Meteorological history
- Formed: December 25, 2003
- Dissipated: January 11, 2004

Category 5 severe tropical cyclone
- 10-minute sustained (FMS)
- Highest winds: 215 km/h (130 mph)
- Lowest pressure: 915 hPa (mbar); 27.02 inHg

Category 5-equivalent tropical cyclone
- 1-minute sustained (SSHWS/JTWC)
- Highest winds: 260 km/h (160 mph)
- Lowest pressure: 898 hPa (mbar); 26.52 inHg

Overall effects
- Fatalities: 1
- Damage: $113 million (2004 USD)
- Areas affected: Samoan Islands, Tonga, Niue
- IBTrACS
- Part of the 2003–04 South Pacific cyclone season

= Cyclone Heta =

South Pacific cyclone in 2003 and 2004

Severe Tropical Cyclone Heta was a Category 5 tropical cyclone that caused moderate damage to the islands of Tonga, Niue, and American Samoa during late December 2003 and early January 2004. Heta formed on December 25, 2003; it reached a maximum intensity of 260 km/h and an estimated pressure of 915 hPa (27.02 inHg) before dissipating on January 11, 2004. It was the first named tropical cyclone to form during the 2003–04 South Pacific cyclone season.

The damage Heta caused on Tonga, Niue, and American Samoa was estimated at $150 million (2004 USD), with most of the damage occurring in American Samoa; the cyclone was also responsible for one death. Heta precipitated a massive relief and clean-up operation that lasted throughout 2004.

==Meteorological history==

During December 25, 2003 the Fiji Meteorological Service reported that Tropical Disturbance 03F had developed underneath the subtropical ridge of high pressure about halfway between Fiji and Rotuma. At this time, the disturbance was poorly organised with atmospheric convection surrounding the system displaced by about a degree to the north and east of its low-level circulation centre. Over the next few days, the system gradually developed further and was classified as a tropical depression by the FMS during December 28, as it slowly moved eastwards to the north of Fiji. During the next day, as the depression passed about 40 km to the northeast of Futuna, the system started to move north-eastwards towards Tokelau.

The depression migrated first northward and then eastward until January 2, 2004, when it reached tropical storm strength and was named Heta. At this point, low wind shear and high sea surface temperatures caused Heta to intensify rapidly. On January 3, Heta, aided by a weak steering current, slowly began to move to the southeast as it became a Category 1 hurricane.

▶ **Work task 1**:
In the Cyclone Heta text, on what date did the depression reach tropical storm strength and get the name Heta?
▶ **Work task 2**:
Transcribe the Cyclone Heta text from "Severe Tropical Cyclone Heta" to "lasted throughout 2004.".

▶ **Exercise data**:

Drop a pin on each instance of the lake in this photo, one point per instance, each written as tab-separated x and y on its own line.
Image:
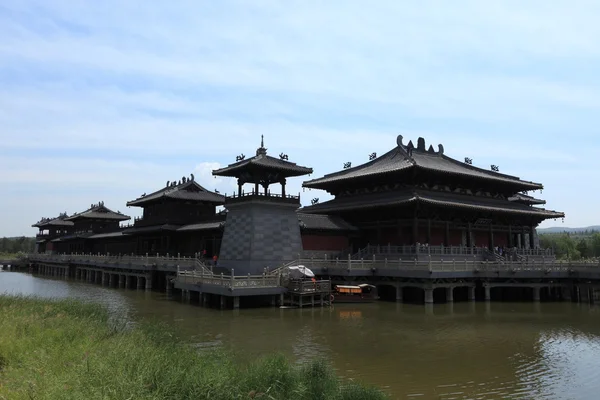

▶ **Written reply 1**:
January 2, 2004

▶ **Written reply 2**:
Severe Tropical Cyclone Heta was a Category 5 tropical cyclone that caused moderate damage to the islands of Tonga, Niue, and American Samoa during late December 2003 and early January 2004. Heta formed on December 25, 2003; it reached a maximum intensity of 260 km/h and an estimated pressure of 915 hPa (27.02 inHg) before dissipating on January 11, 2004. It was the first named tropical cyclone to form during the 2003–04 South Pacific cyclone season.

The damage Heta caused on Tonga, Niue, and American Samoa was estimated at $150 million (2004 USD), with most of the damage occurring in American Samoa; the cyclone was also responsible for one death. Heta precipitated a massive relief and clean-up operation that lasted throughout 2004.